== 原文 ==

結論 原査定を取り消す。 本願の発明は、特許すべきものとする。 
理由 第1 手続の経緯
特許出願: 平成27年1月15日
(パリ条約による優先権主張(外国庁受理2014年1月24日、米国)を伴う国際出願)
拒絶理由通知: 平成28年12月7日(発送日:同年同月13日)
手続補正: 平成29年3月13日
拒絶査定: 平成29年5月1日(送達日:同年同月9日)
拒絶査定不服審判の請求: 平成29年9月6日


第2 原査定の概要
原査定(平成29年5月1日付け拒絶査定)の概要は次のとおりである。

1.本願請求項1-2,8-11,17-20,24-27,30に係る発明は、以下の引用文献1の記載に基づいて、また本願請求項3-5,12-14,21-23,28に係る発明は、以下の引用文献1-2の記載に基づいて、その発明の属する技術の分野における通常の知識を有する者(以下、「当業者」という。)が容易に発明できたものであるから、特許法第29条第2項の規定により特許を受けることができない。

引用文献等一覧
1.特表2014-502067号公報
2.米国特許出願公開第2013/0285856号明細書


第3 本願発明
本願請求項1-30に係る発明(以下、それぞれ「本願発明1」-「本願発明30」という。)は、平成29年3月13日付けの手続補正で補正された特許請求の範囲の請求項1-30に記載された事項により特定される発明であり、以下のとおりの発明である。

===

- **出題一覧**:
**1)** 審決のうち、「理由 第1 手続の経緯」を含む語句から始めて「特許を受けることができない。」の後で止めた範囲を、そのまま出力してもらえますか?
**2)** 審決の最後の文の後から、その先を書き進めてもらえますか?
この後に並ぶ行は、今回の作業では使いません。

== 保存データ ==

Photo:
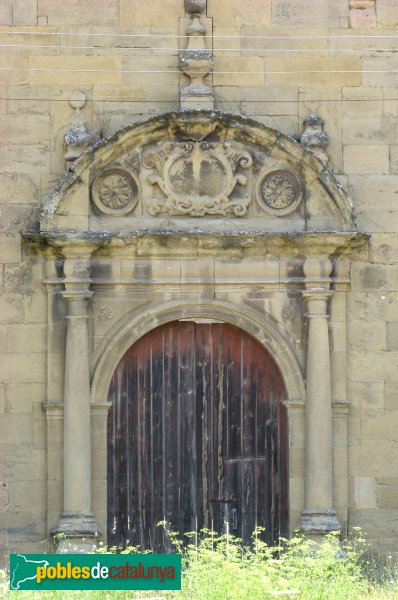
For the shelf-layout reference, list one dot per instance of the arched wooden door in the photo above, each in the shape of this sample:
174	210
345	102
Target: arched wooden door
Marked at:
197	435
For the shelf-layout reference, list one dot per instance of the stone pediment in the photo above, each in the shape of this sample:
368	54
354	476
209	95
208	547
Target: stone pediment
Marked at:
198	169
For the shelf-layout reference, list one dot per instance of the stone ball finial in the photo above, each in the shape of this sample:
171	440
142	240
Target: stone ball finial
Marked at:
195	6
315	138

===

- **解答一覧**:
**1)**
理由 第1 手続の経緯
特許出願: 平成27年1月15日
(パリ条約による優先権主張(外国庁受理2014年1月24日、米国)を伴う国際出願)
拒絶理由通知: 平成28年12月7日(発送日:同年同月13日)
手続補正: 平成29年3月13日
拒絶査定: 平成29年5月1日(送達日:同年同月9日)
拒絶査定不服審判の請求: 平成29年9月6日


第2 原査定の概要
原査定(平成29年5月1日付け拒絶査定)の概要は次のとおりである。

1.本願請求項1-2,8-11,17-20,24-27,30に係る発明は、以下の引用文献1の記載に基づいて、また本願請求項3-5,12-14,21-23,28に係る発明は、以下の引用文献1-2の記載に基づいて、その発明の属する技術の分野における通常の知識を有する者(以下、「当業者」という。)が容易に発明できたものであるから、特許法第29条第2項の規定により特許を受けることができない。

**2)**
「【請求項1】
モバイルデバイスにおいて、
第1のタイプのオケージョン中に基地局から送信された第1の測位基準信号(PRS)バーストを収集することと、
第2のタイプのオケージョン中に前記基地局から送信された第2のPRSバーストを収集することと、
1つまたは複数の性能基準に少なくとも部分的に基づいて、測位動作において使用するために前記収集された第1のPRSバーストと前記収集された第2のPRSバーストとの間で選択することとを備える方法。
【請求項2】
前記1つまたは複数の性能基準が、少なくとも信号対雑音比を備える、請求項1に記載の方法。
【請求項3】
前記1つまたは複数の性能基準が、少なくとも最良の確定された自己相関のピークを備える、請求項1に記載の方法。
【請求項4】
前記最良の確定された自己相関のピークが時間領域においてまたは周波数領域において測定される、請求項3に記載の方法。
【請求項5】
前記1つまたは複数の性能基準が、少なくとも、前記最良の確定された自己相関のピークの幅と公称相関ピーク幅との比較を備える、請求項3に記載の方法。
【請求項6】
前記選択することが、
前記収集された第2のPRSバースト中で検出された1つまたは複数のシンボルを、前記収集された第1のPRSバースト中で検出された1つまたは複数のシンボルと比較することをさらに備える、請求項1に記載の方法。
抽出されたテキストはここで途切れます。